Given task:
Copy the lines below verbatim, beginning with the line that includes "of the reed" and continuing to the end; leave out everything before it.

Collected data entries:
———
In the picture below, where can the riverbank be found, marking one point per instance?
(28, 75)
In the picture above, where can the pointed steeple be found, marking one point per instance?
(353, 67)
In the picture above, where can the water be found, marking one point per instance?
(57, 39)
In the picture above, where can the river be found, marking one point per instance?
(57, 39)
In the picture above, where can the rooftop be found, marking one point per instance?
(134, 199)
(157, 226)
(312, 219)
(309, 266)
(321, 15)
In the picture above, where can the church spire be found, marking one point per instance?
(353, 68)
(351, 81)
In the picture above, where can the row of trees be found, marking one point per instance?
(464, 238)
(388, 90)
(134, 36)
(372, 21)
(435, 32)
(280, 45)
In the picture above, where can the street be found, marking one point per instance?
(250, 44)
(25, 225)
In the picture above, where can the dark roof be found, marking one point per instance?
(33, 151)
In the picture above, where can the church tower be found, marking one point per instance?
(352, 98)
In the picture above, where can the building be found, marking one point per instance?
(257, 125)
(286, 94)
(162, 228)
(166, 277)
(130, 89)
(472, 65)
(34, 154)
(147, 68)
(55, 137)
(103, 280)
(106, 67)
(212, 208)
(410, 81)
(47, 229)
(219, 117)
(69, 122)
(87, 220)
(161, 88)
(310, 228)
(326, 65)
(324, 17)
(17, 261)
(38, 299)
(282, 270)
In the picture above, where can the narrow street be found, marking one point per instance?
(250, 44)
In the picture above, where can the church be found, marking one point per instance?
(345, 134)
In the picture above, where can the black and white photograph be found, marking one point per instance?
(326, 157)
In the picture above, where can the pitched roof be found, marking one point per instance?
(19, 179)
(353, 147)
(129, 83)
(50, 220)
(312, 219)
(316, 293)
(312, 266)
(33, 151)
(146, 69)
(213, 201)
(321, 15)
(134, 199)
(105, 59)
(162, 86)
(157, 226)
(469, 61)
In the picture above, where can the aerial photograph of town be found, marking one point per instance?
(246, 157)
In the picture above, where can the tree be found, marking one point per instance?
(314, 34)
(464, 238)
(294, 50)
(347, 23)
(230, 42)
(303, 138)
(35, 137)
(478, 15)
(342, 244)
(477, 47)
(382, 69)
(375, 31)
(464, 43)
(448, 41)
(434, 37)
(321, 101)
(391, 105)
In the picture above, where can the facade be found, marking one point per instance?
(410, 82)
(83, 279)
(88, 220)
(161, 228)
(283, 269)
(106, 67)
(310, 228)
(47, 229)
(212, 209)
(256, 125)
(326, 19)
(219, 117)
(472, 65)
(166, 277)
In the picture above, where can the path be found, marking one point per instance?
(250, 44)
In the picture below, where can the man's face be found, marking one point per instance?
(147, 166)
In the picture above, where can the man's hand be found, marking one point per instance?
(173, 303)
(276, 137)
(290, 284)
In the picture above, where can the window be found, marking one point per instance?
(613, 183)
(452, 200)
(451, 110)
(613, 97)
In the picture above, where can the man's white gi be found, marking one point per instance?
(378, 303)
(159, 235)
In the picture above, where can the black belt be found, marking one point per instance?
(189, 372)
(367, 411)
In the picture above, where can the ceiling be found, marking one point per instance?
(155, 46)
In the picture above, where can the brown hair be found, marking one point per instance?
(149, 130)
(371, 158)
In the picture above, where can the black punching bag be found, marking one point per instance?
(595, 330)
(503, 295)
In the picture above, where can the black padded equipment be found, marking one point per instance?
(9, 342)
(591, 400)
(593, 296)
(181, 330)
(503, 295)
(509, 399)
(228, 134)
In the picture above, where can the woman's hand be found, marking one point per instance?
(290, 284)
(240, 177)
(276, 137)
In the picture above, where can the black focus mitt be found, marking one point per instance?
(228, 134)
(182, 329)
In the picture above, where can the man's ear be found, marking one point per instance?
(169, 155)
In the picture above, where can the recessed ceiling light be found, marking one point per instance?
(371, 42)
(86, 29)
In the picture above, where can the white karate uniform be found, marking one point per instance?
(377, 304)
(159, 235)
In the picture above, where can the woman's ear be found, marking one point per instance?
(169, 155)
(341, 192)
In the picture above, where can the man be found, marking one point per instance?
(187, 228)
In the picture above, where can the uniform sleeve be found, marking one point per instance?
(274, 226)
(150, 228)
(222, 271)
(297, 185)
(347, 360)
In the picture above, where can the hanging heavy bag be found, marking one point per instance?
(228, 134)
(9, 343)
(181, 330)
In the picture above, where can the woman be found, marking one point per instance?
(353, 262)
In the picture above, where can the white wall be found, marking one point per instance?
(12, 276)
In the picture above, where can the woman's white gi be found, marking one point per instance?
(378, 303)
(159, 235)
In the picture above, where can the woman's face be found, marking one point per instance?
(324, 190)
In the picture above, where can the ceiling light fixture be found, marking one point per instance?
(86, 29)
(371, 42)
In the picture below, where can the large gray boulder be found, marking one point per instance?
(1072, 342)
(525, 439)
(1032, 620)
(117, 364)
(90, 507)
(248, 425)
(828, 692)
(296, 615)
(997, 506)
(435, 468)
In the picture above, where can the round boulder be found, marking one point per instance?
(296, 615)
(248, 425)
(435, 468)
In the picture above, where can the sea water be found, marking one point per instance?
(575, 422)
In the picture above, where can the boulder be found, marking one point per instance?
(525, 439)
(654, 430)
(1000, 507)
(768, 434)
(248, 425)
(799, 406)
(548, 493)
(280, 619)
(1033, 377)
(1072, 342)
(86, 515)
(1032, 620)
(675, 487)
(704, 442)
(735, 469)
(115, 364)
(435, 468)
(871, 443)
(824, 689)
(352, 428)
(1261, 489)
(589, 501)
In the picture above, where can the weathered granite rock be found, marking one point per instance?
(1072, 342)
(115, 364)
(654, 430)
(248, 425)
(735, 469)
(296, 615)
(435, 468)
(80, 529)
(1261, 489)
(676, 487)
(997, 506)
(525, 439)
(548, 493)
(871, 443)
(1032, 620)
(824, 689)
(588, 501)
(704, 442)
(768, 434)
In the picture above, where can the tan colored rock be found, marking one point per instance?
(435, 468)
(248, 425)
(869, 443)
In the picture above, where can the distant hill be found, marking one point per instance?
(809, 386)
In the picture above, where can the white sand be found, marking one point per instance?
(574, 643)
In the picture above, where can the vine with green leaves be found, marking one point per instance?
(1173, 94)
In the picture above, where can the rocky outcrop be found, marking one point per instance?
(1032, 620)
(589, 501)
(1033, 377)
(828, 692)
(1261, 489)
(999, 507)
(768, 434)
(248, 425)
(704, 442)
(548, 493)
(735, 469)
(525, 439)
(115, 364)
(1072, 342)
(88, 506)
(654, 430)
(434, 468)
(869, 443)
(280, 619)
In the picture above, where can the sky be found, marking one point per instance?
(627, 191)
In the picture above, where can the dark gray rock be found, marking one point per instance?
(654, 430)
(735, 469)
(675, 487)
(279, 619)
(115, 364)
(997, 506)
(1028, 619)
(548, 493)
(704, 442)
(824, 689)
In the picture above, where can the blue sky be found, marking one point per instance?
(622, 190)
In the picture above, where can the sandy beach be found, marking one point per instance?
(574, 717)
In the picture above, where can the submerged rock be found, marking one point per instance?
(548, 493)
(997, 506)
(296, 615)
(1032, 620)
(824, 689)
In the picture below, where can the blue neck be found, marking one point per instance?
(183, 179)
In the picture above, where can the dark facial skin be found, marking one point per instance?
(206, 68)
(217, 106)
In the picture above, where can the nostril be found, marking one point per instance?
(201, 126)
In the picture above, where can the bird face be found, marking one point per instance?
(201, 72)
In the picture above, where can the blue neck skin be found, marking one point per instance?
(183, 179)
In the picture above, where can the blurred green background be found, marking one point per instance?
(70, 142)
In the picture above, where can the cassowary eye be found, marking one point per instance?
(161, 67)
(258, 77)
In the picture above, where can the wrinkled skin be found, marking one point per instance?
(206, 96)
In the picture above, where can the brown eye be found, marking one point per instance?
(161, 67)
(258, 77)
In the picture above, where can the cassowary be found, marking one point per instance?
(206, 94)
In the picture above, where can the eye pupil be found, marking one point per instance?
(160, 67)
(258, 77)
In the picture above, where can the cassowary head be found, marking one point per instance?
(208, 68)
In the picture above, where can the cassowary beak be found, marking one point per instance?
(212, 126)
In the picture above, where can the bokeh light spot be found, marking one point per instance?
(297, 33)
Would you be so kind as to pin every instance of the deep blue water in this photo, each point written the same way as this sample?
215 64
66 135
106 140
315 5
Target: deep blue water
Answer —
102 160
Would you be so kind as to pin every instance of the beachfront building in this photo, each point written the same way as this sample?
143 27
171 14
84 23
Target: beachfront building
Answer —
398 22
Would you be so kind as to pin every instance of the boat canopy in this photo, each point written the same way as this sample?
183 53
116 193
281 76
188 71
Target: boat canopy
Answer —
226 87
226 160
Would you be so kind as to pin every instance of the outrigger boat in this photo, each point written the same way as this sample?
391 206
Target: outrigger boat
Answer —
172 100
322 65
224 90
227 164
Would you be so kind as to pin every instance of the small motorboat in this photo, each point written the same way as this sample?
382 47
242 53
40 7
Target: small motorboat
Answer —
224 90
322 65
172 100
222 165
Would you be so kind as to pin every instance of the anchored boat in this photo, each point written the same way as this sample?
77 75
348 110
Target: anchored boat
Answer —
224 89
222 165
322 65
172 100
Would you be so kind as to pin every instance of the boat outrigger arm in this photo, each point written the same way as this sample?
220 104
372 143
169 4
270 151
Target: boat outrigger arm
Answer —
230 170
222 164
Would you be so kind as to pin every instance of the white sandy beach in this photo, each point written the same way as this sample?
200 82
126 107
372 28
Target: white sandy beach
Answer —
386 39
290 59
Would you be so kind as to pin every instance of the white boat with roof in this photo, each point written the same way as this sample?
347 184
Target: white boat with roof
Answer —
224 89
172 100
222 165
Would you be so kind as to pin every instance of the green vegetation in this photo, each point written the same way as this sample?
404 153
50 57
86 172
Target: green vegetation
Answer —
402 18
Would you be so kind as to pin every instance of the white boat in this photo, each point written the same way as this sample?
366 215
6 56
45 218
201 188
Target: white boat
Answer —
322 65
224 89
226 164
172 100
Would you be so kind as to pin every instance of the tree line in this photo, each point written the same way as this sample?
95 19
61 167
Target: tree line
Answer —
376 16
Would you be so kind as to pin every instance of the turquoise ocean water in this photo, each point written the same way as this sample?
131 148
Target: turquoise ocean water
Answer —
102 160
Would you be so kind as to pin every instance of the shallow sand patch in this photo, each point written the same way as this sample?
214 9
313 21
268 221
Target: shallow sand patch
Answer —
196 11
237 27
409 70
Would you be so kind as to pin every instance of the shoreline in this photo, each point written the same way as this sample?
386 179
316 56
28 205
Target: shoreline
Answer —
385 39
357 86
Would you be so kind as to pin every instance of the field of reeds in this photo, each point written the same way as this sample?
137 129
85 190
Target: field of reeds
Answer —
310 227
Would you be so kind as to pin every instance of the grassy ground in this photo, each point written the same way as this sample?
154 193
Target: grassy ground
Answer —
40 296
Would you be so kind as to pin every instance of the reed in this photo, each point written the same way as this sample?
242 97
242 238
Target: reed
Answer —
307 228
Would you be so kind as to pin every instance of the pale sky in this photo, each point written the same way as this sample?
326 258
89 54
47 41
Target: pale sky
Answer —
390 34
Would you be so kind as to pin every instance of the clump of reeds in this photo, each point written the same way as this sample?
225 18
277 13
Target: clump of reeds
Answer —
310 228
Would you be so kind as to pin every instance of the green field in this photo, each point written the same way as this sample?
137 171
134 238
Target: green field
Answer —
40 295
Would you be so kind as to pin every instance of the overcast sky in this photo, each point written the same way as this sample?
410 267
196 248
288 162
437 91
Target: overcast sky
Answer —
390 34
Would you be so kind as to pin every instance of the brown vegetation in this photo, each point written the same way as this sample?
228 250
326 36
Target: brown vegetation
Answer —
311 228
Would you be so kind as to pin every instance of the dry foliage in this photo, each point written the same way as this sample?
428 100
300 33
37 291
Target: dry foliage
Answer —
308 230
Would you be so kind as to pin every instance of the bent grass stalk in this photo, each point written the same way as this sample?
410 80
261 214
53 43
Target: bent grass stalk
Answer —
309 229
———
Written solution:
Would you be so kind as to pin every instance of the reed in this photo, each point written the same way as this sample?
242 97
242 238
Target: reed
Answer —
307 228
Would you be so kind as to pin every instance of the pale sky in this photo, each point written the same way as this sample?
326 258
89 54
47 41
Target: pale sky
Answer —
390 34
Would you be so kind as to pin every instance of the clump of reeds in this photo, each point written the same way as this sample?
225 18
277 13
Target: clump of reeds
Answer —
310 228
Would you be so kind as to pin every instance of the green field in this photo, each point written the same way as this sample?
137 171
134 238
Target: green field
Answer —
40 295
Would you be so kind as to pin every instance of the overcast sky in this photo, each point written the same way as this sample?
410 267
196 248
288 162
437 91
Target: overcast sky
Answer —
390 34
Would you be so kind as to pin every instance of the brown vegetation in this photo, each point written the same way as this sample?
228 250
326 36
Target: brown vegetation
Answer —
311 228
Would you be so kind as to pin every instance of the dry foliage in this photo, each point written the same way as this sample?
428 100
300 33
37 291
Target: dry foliage
Answer —
308 230
Would you be so kind as to pin every instance of the bent grass stalk in this photo, each point written the same way as this sample?
410 80
261 214
53 43
Target: bent grass stalk
Answer —
309 229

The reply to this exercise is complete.